▶ [Exercise aim] For the string "cliff", find every matching line in the records and copy it.

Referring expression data
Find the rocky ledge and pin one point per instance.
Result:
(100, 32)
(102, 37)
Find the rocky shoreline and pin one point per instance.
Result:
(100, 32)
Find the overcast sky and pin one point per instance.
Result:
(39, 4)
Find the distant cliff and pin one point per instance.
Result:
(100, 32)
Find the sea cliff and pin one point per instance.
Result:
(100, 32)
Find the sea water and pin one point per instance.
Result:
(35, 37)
...
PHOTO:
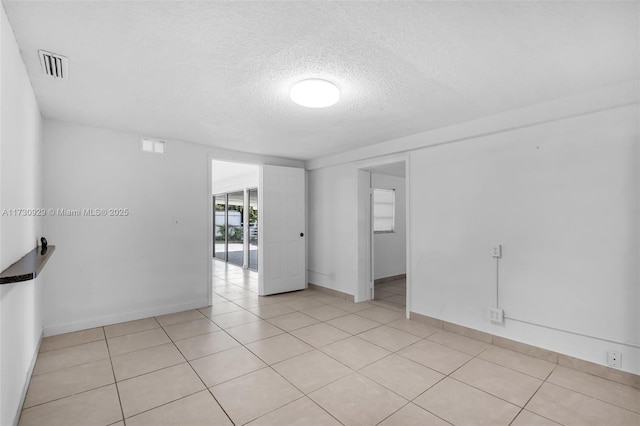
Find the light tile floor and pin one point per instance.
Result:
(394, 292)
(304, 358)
--
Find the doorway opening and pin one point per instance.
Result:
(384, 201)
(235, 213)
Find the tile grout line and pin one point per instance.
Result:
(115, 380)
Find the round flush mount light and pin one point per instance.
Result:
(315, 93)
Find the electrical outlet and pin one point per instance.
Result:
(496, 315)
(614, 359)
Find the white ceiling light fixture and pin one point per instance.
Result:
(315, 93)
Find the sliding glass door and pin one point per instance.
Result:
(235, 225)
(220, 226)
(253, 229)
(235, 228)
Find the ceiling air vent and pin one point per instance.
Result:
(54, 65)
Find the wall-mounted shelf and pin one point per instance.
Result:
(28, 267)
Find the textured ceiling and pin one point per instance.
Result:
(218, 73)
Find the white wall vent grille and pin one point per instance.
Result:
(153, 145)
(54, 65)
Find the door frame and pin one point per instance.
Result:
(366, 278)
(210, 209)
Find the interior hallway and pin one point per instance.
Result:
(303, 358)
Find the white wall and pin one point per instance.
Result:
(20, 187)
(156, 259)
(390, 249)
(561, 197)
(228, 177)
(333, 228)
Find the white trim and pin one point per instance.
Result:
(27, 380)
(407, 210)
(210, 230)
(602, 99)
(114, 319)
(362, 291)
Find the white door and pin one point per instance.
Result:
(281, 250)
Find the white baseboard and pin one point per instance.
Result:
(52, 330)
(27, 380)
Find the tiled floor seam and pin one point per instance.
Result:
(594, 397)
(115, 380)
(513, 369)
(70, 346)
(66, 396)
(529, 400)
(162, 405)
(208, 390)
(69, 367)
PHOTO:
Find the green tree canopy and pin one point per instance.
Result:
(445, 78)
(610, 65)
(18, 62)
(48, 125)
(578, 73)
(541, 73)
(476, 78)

▶ [Result]
Find the distant cliff and pin one point per instance.
Find the sea cliff and pin one point per instance.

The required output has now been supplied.